## The task
In the listing below, locate the lines bearing the word "pictured". Copy every one of them.

## Dataset entries
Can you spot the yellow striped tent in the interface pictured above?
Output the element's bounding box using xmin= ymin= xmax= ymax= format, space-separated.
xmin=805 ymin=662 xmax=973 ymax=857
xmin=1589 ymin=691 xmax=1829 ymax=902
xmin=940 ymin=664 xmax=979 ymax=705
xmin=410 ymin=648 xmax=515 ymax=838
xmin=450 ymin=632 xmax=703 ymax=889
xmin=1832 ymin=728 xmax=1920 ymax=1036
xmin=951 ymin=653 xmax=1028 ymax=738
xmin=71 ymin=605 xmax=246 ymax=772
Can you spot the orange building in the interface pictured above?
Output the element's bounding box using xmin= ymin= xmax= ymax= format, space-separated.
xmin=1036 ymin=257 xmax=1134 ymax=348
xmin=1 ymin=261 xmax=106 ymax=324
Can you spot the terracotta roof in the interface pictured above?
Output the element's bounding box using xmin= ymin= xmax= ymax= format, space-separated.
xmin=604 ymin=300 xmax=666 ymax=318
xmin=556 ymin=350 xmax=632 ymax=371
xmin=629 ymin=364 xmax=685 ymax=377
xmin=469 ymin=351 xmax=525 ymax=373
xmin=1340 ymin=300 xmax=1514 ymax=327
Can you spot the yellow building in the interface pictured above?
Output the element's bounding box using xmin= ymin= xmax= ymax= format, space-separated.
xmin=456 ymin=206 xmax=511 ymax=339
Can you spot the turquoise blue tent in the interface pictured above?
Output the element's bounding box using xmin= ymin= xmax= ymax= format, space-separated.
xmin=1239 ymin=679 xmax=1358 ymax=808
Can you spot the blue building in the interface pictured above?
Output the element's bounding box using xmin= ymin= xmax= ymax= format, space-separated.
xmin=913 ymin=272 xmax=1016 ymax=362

## Response to this task
Can you spot the yellow striped tent in the interface pictured above?
Can you spot the orange building in the interface pictured above?
Can you spot the terracotta roof in the interface pictured above?
Can you spot the yellow building in the interface pictured above?
Can you spot the turquoise blue tent in the interface pictured above?
Can you spot the blue building in the interface pictured above?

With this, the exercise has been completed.